Reproduce each line of the material below verbatim, keeping the original order.

--- Begin Dataset content ---

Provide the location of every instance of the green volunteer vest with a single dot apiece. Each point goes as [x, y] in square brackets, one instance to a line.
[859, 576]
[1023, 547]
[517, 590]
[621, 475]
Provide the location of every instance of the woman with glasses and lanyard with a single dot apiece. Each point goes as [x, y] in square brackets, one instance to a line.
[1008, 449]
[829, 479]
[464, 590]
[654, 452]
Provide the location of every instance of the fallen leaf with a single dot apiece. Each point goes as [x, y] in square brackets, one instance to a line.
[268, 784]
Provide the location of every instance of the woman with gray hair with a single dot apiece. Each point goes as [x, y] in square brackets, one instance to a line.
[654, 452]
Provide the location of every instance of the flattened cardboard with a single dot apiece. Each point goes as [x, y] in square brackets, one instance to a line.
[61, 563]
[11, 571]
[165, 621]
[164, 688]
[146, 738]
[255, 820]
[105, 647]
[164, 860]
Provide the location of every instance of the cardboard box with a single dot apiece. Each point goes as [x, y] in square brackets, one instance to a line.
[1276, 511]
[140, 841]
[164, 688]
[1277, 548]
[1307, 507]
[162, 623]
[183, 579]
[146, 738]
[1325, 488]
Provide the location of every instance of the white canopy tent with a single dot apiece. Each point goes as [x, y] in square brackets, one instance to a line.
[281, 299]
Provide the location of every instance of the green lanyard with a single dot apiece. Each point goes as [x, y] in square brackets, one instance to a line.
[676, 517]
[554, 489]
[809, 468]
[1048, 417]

--- End Dataset content ---

In response |
Provide the location of every instance of the green volunteer vest with a single dot apiece. Each point goes as [x, y] in square brackets, one instance to a line.
[859, 576]
[1023, 547]
[517, 590]
[621, 475]
Provide the location of every instance of the woman with glasses and lanyard with a single dot apiece. Each point goes as [x, y] in square brackets, one instance to a line.
[1008, 449]
[829, 479]
[464, 590]
[654, 452]
Provide the location of every instance of the fallen leaf with a single dot apiece. Each point goes as [x, y] in square brackets, one instance to a line.
[268, 784]
Provide the location of every instance of the woman with gray hair with a single dot apiece. Each point goes as [x, y] in square brackets, one instance to a line.
[654, 452]
Provide the location of every instance of the flattened cardboard with a single dot apiece. Each point goes as [x, y] in square brackets, one instance to a line.
[61, 563]
[11, 571]
[165, 621]
[164, 688]
[146, 738]
[255, 820]
[105, 647]
[164, 860]
Provide the location of every instance of the cardboard box with a single dot apiece. Each point goes as [x, y] in square brackets, one instance to a line.
[1276, 511]
[140, 841]
[164, 688]
[1277, 548]
[1307, 507]
[162, 623]
[183, 579]
[146, 738]
[1325, 488]
Provide the location of every instance of the white canopy tent with a single dot apiece. Each point goes as [x, y] in square brackets, one instance to a line.
[281, 299]
Provide the location of every instance of the green lanyard with a single dot apiece. Each point goes as [x, y] in square brackets, one instance to a line.
[676, 517]
[554, 489]
[809, 468]
[1048, 417]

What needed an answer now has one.